» **Selection**:
** Begin **
We messed with the Dizzy's electrical connector shoving it back and forth, one thing was established. There cannot be a loose connection of the connector to the dizzy or for that matter the dizzy is losing power suddenly.


We did the same for the key when the car was running. Hit the key, shook it, shoved it back and forth...and the only position to stop the car was when i moved the key towards position II beyond a certain point.



Thumping on the distributor when the car was running did no good.


This evening around 6PM, temperature was moderate compared to saturday evening when the outside temperature was hot.



Please let me know if I forgot to do anything. Any other ideas?


  1. Do I bite the bullet and replace the ignition switch?
  2. Can this be a bad dizzy, cap or rotor? I put in a new dizzy last year(NAPA)...is it time for a new one?
** End **
» **Problem set**:
[A] Arrange the records from the line with "spot the window in the photo above" through the end of the records as a two-column CSV with the columns request and answer, and include nothing else. Give one row per request, putting its text and its answer each in one quoted field, with line breaks turned into spaces.
[B] Pick up the post about the car's stalling trouble after its last sentence and keep writing it.
The car text and the records come from different sources.

» **Data to use**:
** Begin **
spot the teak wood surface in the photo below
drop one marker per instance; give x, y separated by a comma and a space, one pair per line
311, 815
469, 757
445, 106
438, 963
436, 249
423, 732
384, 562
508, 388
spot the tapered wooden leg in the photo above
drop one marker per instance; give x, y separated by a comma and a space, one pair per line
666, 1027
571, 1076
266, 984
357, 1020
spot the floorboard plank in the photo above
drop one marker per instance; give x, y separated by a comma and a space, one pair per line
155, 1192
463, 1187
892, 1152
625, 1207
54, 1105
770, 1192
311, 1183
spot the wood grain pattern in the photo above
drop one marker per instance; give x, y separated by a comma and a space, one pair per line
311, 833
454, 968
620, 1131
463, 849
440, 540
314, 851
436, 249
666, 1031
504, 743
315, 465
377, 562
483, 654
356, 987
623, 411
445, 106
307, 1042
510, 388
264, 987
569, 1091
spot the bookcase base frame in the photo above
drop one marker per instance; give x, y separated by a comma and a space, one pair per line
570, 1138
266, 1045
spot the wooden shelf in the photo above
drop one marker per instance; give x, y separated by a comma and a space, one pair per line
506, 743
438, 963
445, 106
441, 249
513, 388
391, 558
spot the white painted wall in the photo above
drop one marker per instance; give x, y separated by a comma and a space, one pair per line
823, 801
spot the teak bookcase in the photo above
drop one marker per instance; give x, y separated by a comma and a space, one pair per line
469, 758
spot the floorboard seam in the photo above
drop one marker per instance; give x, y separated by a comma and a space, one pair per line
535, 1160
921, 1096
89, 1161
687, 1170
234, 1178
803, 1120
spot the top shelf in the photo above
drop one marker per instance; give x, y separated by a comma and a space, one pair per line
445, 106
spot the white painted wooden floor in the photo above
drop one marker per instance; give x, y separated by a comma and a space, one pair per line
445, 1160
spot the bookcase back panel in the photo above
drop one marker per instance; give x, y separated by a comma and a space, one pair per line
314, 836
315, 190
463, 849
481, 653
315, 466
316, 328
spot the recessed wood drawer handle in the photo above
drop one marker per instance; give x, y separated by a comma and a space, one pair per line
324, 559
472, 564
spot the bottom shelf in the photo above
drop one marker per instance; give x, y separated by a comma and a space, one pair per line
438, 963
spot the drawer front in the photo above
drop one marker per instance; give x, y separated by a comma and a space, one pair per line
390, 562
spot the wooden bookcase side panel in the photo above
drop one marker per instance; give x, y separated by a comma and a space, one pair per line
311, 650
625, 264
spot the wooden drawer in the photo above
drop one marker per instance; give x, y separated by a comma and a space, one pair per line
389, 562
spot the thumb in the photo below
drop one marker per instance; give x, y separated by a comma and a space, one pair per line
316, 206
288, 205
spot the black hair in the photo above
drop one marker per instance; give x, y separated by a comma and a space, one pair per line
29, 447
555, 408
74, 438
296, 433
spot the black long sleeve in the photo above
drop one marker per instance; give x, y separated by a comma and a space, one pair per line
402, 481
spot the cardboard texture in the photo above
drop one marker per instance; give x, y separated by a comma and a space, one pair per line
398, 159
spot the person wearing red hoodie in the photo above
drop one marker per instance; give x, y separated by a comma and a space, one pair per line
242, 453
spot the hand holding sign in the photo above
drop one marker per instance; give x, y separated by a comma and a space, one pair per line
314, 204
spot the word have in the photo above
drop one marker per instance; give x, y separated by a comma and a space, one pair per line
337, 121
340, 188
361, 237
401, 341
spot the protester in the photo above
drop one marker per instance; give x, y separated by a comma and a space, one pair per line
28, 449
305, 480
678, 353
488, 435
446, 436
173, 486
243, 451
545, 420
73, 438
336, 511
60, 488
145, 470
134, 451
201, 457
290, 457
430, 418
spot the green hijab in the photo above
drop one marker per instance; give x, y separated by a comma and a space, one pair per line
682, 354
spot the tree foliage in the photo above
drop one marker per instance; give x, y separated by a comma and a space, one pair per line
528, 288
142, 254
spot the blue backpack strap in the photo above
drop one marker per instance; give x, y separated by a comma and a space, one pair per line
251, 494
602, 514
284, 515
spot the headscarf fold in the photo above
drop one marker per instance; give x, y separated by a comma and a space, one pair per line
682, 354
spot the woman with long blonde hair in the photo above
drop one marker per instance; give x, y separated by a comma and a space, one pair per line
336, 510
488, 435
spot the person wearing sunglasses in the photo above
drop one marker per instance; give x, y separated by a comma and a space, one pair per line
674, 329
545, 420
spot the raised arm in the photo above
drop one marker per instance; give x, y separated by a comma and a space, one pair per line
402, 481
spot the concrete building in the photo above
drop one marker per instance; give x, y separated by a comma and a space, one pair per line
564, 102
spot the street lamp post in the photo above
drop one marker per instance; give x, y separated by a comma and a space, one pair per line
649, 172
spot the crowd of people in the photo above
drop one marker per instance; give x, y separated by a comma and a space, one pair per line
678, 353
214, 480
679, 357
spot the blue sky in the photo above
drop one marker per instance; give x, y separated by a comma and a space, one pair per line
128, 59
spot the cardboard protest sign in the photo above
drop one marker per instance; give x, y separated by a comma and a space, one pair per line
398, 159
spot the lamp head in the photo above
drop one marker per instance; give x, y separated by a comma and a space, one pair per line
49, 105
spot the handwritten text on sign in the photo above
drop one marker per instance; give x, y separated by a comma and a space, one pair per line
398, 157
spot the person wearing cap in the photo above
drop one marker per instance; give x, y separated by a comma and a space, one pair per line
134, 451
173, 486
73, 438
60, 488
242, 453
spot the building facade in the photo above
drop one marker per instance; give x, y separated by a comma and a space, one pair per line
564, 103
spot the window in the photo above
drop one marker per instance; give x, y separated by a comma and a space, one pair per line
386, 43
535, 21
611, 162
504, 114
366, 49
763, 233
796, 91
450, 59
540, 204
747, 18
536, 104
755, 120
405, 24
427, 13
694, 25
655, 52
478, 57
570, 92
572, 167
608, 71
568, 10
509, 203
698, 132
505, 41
** End **
» **Responses to the tasks**:
[A]
request,answer
"spot the window in the photo above drop one marker per instance; give x, y separated by a comma and a space, one pair per line","386, 43 535, 21 611, 162 504, 114 366, 49 763, 233 796, 91 450, 59 540, 204 747, 18 536, 104 755, 120 405, 24 427, 13 694, 25 655, 52 478, 57 570, 92 572, 167 608, 71 568, 10 509, 203 698, 132 505, 41"

[B]
  3. There is a small engine oil leak at the edge of the distributor cap, can this be causing any issues?
  4. We never got to the point in both scenarios to check for spark at the plug when there was a no-start condition. But, last week, there was no spark at the plugs when there was a no-start condition. putting what I know together, if I said there is spark at the ignition coil and no spark at the plugs, what are the culprits?
  5. Is there a quick test for the ECT sensor? Is it as simple as removing the electrical connector and starting the car?
please please help,
 

Last edited by jolpot; 09-03-2014 at 10:54 PM.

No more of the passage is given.